Stored rows:
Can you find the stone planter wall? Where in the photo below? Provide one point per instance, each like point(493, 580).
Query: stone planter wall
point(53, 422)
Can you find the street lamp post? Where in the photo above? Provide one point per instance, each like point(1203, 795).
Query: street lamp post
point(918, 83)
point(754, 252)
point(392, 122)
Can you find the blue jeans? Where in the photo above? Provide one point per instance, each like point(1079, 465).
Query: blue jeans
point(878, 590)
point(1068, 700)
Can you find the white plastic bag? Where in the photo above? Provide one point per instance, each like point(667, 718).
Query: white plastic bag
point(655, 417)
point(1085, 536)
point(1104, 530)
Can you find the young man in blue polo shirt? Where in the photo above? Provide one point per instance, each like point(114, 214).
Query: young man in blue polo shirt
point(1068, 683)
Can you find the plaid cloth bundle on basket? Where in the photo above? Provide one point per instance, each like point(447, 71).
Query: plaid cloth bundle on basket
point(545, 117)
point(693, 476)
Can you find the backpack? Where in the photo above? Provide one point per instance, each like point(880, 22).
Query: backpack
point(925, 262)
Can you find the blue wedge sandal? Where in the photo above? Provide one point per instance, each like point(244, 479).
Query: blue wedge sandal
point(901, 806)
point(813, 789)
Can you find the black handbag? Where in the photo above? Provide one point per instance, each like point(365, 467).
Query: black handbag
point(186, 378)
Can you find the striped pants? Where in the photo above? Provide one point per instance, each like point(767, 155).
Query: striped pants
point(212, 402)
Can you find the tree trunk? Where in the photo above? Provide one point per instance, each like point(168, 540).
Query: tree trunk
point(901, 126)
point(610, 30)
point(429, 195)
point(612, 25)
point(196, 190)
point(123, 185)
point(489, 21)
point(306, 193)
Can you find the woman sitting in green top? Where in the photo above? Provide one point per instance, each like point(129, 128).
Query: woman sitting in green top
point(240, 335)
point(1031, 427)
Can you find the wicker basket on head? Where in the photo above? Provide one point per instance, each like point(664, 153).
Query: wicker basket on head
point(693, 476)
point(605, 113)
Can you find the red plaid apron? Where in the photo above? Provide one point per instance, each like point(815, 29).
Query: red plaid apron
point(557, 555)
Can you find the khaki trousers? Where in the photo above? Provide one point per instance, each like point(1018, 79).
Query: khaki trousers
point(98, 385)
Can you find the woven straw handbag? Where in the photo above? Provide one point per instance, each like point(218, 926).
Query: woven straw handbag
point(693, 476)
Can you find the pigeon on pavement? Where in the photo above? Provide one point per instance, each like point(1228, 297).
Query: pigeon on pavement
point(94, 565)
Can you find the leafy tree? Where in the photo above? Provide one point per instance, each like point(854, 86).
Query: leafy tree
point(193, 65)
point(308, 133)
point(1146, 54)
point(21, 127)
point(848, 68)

Given exercise: Write out everything from the line containing "Can you find the tree" down to the line containing "point(306, 193)", both included, with the coordinates in every answer point multiplied by 1.55 and rounded to whole numbers, halves going up. Copy the request lines along with them, leaving those lines and their sample points unchanged.

Reply:
Can you find the tree trunk? Where in the photo above? Provide one point per instance, each like point(168, 540).
Query: tree trunk
point(1397, 195)
point(946, 47)
point(665, 302)
point(949, 39)
point(304, 295)
point(191, 287)
point(758, 33)
point(474, 299)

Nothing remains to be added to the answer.